━━━━━ SOURCE DOCUMENT ━━━━━
He says that the demand for luxury senior living is strong enough, and the Corso offering is differentiated enough, to succeed even in a market that is seeing an influx of new supply like Washington, D.C.

“We’re going to open it 40% preleased, and it’ll track the same as all our other projects — we’ll be right at 90% within 12 months,” he said.

A third Corso project also is in the works and could be announced before the end of 2021.

An integrated tech platform

From the start of his senior living career, Gary pursued an integrated model of development, ownership and operations. Though he considered working with a third-party operator, he did not believe that sufficient alignment could be achieved.

“I think that’s gotten a lot better, but I think we still struggle with that,” he said.

The lack of integrated technology custom-made to support senior living operations has been a major stumbling block to achieving owner-operator alignment, in his view. He is aiming to change that by creating such a technology platform, starting a separate company to build the product, which has been dubbed Fynn.

“Everybody in our company has come from one of the larger technology startup companies or an existing large technology company … we have some very talented people on our team,” he said.
━━━━━ RAW DATA ━━━━━
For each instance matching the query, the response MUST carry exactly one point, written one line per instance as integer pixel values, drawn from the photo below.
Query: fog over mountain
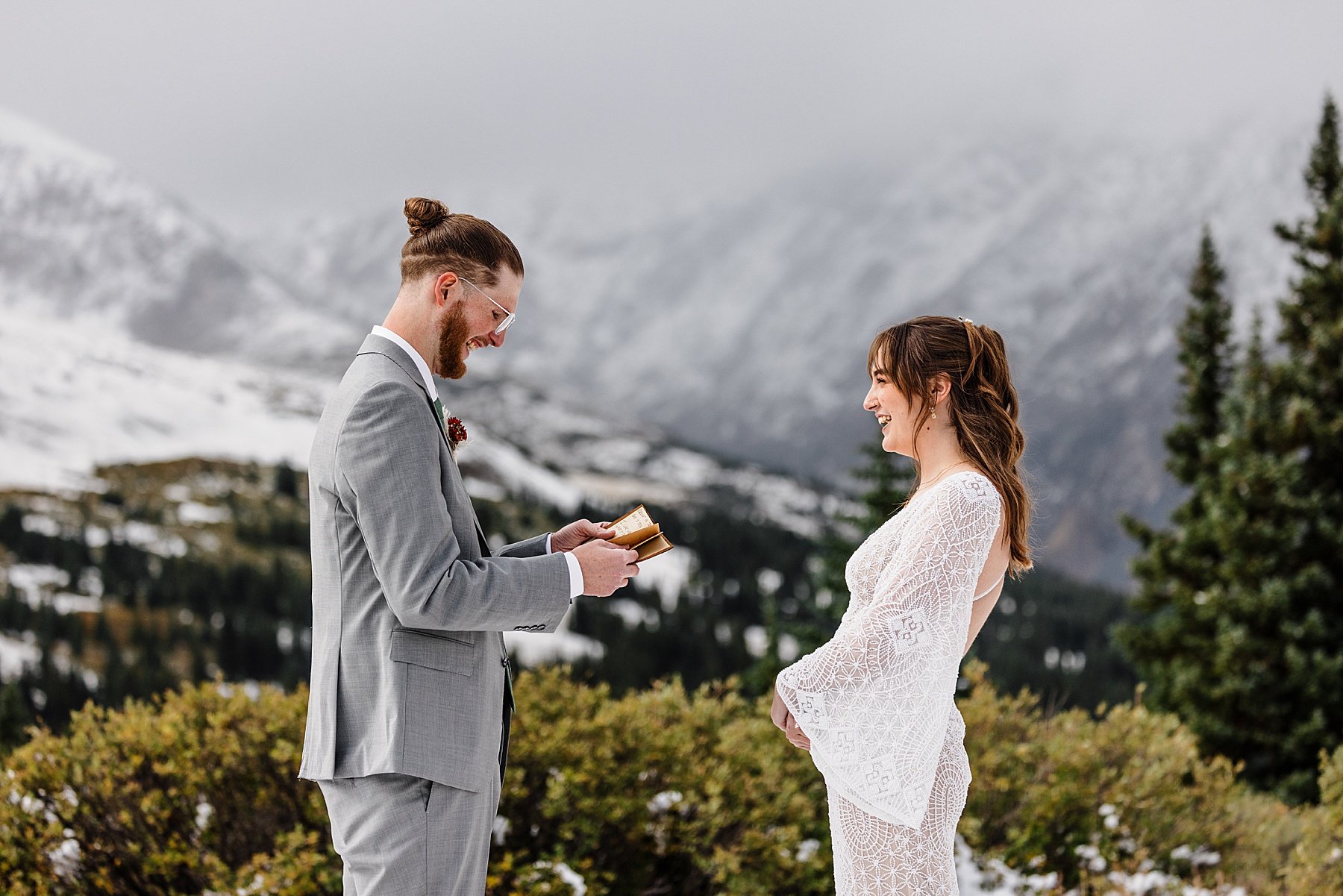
(740, 324)
(132, 330)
━━━━━
▶ [TASKS AND EXERCISES]
- 1) In the senior living excerpt, what is the name of the technology product that Gary's separate company is building?
- 2) Write out the senior living excerpt from "A third Corso" up to and including "been dubbed Fynn.".
The listing has no connection to the senior living excerpt.

▶ [RESPONSE LIST]
- 1) Fynn

- 2)
A third Corso project also is in the works and could be announced before the end of 2021.

An integrated tech platform

From the start of his senior living career, Gary pursued an integrated model of development, ownership and operations. Though he considered working with a third-party operator, he did not believe that sufficient alignment could be achieved.

“I think that’s gotten a lot better, but I think we still struggle with that,” he said.

The lack of integrated technology custom-made to support senior living operations has been a major stumbling block to achieving owner-operator alignment, in his view. He is aiming to change that by creating such a technology platform, starting a separate company to build the product, which has been dubbed Fynn.